All that is needed is the line in the material below containing "Target: sky", plus every line after it, printed exactly.

####

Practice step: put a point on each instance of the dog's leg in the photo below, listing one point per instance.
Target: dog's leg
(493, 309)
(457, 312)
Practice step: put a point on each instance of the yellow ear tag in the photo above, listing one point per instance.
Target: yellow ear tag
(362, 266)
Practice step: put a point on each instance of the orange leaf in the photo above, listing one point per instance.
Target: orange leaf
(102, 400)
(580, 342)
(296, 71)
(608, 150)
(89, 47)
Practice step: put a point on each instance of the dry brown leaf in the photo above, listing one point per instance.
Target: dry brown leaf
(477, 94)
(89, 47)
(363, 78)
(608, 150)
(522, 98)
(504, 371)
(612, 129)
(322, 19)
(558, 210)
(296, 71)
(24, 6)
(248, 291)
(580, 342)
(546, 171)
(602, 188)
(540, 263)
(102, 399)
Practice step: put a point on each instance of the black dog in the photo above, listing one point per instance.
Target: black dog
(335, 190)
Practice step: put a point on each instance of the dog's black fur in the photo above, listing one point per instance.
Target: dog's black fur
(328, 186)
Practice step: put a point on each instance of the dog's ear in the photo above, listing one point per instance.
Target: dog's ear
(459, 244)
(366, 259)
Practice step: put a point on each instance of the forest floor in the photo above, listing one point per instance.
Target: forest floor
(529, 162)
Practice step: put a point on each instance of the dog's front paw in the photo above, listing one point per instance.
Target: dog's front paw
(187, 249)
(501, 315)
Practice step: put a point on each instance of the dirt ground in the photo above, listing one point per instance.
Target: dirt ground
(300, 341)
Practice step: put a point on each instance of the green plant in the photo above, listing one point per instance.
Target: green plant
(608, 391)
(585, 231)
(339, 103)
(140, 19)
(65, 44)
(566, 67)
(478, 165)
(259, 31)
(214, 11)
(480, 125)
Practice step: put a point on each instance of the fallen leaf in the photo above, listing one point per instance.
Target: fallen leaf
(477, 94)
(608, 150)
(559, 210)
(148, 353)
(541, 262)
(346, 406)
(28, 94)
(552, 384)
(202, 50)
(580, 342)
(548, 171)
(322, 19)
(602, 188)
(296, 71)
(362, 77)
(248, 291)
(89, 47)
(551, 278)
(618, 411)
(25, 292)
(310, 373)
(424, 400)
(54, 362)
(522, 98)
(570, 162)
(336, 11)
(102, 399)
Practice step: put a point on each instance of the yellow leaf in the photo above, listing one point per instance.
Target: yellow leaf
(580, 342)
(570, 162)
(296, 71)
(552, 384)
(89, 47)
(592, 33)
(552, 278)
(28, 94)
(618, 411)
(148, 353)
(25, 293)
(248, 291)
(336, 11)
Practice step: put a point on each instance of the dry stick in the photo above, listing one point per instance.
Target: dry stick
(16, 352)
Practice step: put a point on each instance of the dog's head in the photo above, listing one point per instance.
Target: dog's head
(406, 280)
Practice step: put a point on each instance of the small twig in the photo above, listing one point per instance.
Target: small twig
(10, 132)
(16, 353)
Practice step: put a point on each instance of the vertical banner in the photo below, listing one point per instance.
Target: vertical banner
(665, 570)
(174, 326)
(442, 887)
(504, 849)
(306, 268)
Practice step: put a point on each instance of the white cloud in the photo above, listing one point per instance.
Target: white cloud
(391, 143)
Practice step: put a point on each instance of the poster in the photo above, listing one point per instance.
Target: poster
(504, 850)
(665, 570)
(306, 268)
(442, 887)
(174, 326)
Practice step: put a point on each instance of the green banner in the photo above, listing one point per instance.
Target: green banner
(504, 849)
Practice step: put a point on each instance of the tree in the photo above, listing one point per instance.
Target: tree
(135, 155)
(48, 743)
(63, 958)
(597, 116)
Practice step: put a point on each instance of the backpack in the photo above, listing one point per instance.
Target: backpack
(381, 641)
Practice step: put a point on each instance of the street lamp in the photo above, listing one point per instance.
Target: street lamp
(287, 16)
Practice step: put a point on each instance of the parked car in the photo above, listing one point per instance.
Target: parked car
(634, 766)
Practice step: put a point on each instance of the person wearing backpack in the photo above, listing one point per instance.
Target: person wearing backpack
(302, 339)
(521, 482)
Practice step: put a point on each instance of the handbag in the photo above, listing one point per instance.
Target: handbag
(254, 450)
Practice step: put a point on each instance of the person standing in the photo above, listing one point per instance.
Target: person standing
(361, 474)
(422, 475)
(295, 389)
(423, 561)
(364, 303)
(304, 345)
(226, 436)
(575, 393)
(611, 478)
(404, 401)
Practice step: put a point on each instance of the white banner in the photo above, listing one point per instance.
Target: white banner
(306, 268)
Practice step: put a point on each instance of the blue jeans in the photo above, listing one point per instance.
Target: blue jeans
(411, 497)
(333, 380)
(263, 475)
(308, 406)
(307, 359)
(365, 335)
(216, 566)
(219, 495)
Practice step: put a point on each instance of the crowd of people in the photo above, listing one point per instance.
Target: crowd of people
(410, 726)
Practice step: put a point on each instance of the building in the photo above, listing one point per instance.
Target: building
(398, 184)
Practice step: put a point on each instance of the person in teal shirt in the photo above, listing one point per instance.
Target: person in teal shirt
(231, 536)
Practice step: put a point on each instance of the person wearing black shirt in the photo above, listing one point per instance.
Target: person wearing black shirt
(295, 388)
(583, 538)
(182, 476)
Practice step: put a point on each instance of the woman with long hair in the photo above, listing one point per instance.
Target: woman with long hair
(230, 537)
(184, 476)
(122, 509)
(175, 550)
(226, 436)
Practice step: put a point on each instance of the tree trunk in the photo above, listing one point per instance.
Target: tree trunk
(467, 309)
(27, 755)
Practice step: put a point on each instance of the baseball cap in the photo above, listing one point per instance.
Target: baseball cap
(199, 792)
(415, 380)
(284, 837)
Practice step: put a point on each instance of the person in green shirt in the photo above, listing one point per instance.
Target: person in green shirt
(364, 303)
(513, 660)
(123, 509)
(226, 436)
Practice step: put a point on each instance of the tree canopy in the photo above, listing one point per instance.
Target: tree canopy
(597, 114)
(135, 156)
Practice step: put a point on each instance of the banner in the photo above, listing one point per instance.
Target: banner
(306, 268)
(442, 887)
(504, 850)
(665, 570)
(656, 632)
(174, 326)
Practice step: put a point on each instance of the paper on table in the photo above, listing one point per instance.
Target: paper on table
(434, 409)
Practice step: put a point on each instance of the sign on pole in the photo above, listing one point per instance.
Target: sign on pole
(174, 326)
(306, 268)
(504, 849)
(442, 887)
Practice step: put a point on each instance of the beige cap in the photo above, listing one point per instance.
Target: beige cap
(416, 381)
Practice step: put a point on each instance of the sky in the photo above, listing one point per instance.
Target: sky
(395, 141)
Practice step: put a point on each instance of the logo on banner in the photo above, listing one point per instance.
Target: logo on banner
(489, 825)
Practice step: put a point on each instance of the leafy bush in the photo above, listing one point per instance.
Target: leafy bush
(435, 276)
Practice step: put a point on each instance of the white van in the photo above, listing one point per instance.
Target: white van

####

### SOLUTION:
Target: sky
(395, 141)
Practice step: put a point on each instance of the logo on banner in the photo above, listing one point per instance.
Target: logo on banner
(489, 825)
Practice step: put a point on each instance of the leafy bush in the photo above, listing one point per instance.
Target: leafy bush
(435, 276)
Practice step: put a point on each instance of the white van in the photo above, listing one point per instance.
Target: white van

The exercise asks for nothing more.